Document segment:

----

Messenger - Vol. 3, No. 1, Page 11
Fall 1993
On Campus
Discarded dinnerware gives glimpse of the past

     Ceramics and glass found at archaeological sites can unlock the past,
giving insights about the people who once lived there, says a material
culture researcher at the University's Center for Archaeological Research.
     George L. Miller is an expert on glassware and ceramics, including
tea, table, kitchen and toilet wares used in the United States from the
mid-1700s until the 1930s. Under a $35,000 archaeological research grant
from the National Endowment for the Humanities (NEH), he is studying
English and American ceramics, particularly white graniteware (also called
white ironstone), which was popular in the United States from 1846-1917.
     Through evaluation and price indexing, archaeologists and historians
can more accurately compare and date sites and study consumer buying habits
of different levels of society.
     Unlike wood, paper and fabric, which tend to disintegrate when buried,
ceramics and glassware, although easily broken, survive well in the ground,
Miller says. Once ceramics and glass from a site have been identified and
dated, Miller has devised an index, which can be used to establish each
item's average cost. The index provides a useful tool for archaeologists
and historians studying past consumer behavior.
     "The ceramics and glass found at a site give some indication of the
economic circumstances of the family who lived there, whether they were
wealthy landowners, merchants or tenant farmers," Miller says.
     Ceramics also help to establish the time frame of an excavation
because it is frequently possible to date pieces and identify their origin,
Miller says. For example, teacups in the late 18th century were small and
without handles and differed from coffee cups. But, by the late 19th
century, the two merged into one style of a larger cup with a handle.
     Pointing to a photograph of a collection of bottles found in two,
filled-up wells near Leipsic, Del., Miller says, "We can tell certain
things about the families who occupied this site. In one well, we found
old, handmade bottles from the late 19th century, which contained mostly
baking powder, patent medicines and blueing used to whiten laundry. From
these bottles, we can deduct that the family did their own baking and own
     "The other well contained a larger variety of machine-made bottles,
which contained prescription medicine, bleaches, inks and cosmetics from
the 1930s. This family was more sophisticated in their consumer choices,
did not do their own baking and sought medical advice for their illnesses."

----

Set of tasks:
1 – Based on the article on discarded dinnerware, state whether each statement agrees with it. Answer yes or no and quote the words that decide it. (a) Miller's research grant from the National Endowment for the Humanities was for $35,000. (b) Wood, paper and fabric survive well when buried. (c) In the late 18th century, teacups had handles.
2 – Write the next paragraph of the article on discarded dinnerware, picking up after its last sentence.
The data is not needed here.

Provided records:
----

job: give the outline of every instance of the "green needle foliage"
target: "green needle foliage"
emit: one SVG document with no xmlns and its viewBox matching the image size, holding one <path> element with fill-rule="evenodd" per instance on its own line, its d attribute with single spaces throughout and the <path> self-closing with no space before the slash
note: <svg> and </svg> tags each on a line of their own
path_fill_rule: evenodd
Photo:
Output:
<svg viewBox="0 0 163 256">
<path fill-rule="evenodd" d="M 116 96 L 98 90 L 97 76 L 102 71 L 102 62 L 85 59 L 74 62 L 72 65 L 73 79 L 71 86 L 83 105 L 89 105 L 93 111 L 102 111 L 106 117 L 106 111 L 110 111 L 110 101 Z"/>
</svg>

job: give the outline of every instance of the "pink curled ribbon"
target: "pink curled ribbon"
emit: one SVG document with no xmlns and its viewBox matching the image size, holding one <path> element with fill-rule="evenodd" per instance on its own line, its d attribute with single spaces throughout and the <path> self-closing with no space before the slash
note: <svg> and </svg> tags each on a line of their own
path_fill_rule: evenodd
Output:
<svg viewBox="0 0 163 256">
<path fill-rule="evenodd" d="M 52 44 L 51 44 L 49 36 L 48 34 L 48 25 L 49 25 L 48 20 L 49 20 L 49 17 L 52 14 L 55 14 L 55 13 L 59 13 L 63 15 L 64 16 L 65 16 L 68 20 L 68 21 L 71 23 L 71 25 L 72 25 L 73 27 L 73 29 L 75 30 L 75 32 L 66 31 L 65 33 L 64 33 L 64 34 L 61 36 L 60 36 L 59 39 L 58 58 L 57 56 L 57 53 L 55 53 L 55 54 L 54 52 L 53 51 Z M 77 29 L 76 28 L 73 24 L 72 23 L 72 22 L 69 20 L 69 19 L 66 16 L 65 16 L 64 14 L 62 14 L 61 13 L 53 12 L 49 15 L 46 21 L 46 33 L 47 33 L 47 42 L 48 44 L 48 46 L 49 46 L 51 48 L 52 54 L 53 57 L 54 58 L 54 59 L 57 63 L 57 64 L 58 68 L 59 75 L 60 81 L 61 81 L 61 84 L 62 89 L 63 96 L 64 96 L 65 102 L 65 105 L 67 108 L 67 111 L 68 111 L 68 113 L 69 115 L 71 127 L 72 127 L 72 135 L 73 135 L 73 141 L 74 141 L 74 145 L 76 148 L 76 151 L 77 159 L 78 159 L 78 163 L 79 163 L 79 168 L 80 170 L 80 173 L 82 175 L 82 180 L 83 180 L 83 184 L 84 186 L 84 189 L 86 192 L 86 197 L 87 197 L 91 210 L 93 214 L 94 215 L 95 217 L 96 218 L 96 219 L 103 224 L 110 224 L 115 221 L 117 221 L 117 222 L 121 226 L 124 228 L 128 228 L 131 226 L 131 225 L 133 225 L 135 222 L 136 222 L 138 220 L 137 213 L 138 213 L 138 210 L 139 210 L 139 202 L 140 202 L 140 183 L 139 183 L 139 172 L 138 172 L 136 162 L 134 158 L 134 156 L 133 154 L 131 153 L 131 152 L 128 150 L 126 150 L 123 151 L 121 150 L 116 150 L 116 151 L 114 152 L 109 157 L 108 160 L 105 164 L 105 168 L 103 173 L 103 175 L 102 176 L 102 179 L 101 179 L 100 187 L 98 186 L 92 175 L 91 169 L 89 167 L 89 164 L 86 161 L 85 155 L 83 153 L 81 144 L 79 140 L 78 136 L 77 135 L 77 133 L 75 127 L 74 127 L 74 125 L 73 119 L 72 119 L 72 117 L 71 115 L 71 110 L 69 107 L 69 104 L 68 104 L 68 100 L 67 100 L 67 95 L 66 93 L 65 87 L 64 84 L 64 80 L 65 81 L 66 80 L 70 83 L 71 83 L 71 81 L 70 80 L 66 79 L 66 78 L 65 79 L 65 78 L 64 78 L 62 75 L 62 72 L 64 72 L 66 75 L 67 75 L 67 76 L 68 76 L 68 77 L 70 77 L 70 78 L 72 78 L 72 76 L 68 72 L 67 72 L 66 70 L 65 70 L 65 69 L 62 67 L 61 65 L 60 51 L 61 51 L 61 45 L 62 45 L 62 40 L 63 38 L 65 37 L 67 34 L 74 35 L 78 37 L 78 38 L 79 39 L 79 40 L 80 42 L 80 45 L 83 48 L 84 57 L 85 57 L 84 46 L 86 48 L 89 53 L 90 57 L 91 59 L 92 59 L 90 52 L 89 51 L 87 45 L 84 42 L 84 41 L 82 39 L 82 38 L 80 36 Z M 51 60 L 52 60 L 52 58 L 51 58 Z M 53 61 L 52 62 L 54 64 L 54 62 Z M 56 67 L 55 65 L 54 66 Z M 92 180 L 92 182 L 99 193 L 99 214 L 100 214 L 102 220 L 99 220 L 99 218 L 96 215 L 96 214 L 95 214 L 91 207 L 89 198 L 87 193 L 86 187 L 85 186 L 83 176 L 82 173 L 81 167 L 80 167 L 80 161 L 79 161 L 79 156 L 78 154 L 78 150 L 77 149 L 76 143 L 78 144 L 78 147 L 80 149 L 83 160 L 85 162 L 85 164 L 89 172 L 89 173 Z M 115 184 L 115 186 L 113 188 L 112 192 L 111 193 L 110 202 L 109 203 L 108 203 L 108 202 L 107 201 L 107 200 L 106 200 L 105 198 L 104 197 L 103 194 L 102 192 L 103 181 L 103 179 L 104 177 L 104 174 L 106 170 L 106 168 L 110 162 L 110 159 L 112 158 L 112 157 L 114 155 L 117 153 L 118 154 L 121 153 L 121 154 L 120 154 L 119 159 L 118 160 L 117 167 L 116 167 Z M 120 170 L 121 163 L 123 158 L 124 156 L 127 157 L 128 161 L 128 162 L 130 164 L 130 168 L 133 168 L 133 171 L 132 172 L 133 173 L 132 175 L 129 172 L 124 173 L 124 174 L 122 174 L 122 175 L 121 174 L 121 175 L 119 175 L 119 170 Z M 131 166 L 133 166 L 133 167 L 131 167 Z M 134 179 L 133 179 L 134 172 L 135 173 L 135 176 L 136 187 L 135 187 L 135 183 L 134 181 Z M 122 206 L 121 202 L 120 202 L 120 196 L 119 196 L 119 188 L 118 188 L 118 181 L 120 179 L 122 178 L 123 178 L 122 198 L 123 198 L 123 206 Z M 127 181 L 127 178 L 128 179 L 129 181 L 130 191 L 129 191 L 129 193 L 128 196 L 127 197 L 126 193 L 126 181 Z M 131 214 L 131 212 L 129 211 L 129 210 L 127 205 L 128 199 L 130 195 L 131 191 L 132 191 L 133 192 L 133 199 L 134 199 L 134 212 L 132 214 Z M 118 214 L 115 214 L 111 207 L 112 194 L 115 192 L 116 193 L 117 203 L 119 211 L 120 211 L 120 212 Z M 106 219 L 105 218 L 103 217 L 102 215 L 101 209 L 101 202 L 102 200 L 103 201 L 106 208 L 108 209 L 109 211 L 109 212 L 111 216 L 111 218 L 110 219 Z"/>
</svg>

----

Solved tasks:
1 –
(a) Yes: "Under a $35,000 archaeological research grant from the National Endowment for the Humanities (NEH)"
(b) No: "Unlike wood, paper and fabric, which tend to disintegrate when buried"
(c) No: "teacups in the late 18th century were small and without handles"

2 –
     Until the mid-18th century, the most common ceramic ware was a
tin-glazed delftware, replaced in popularity in the 1780s by Josiah
Wedgwood's creamware, Miller says. Wedgwood furnished Catherine the Great
with a 960-piece set of creamware, which he renamed queensware.
Graniteware, or ironstone, became the pottery of choice from the 1840s
until around World War I.
     Until the Civil War, most china, including tea, table, kitchen and
toilet wares, was imported from England. High tariffs and a poor exchange
rate for United States greenbacks against British pounds drove up the cost
of imported ceramics, and English potters emigrated from Staffordshire to
start up potteries in East Liverpool, Ohio, and Trenton, N.J.
     For a previous study, Miller used creamware as the basis of his
classification system of index values from 1787-1880.
     Miller is collecting invoices of wares from England and copies of
price-fixing lists from Staffordshire and East Liverpool, Ohio, to compile
index values of white graniteware. He also is using invoices for ceramics
sold to country stores and, later, the catalogs from mail-order houses,
such as Sears Roebuck.
     Miller, who most recently was at Colonial Williamsburg, joined the
faculty last spring.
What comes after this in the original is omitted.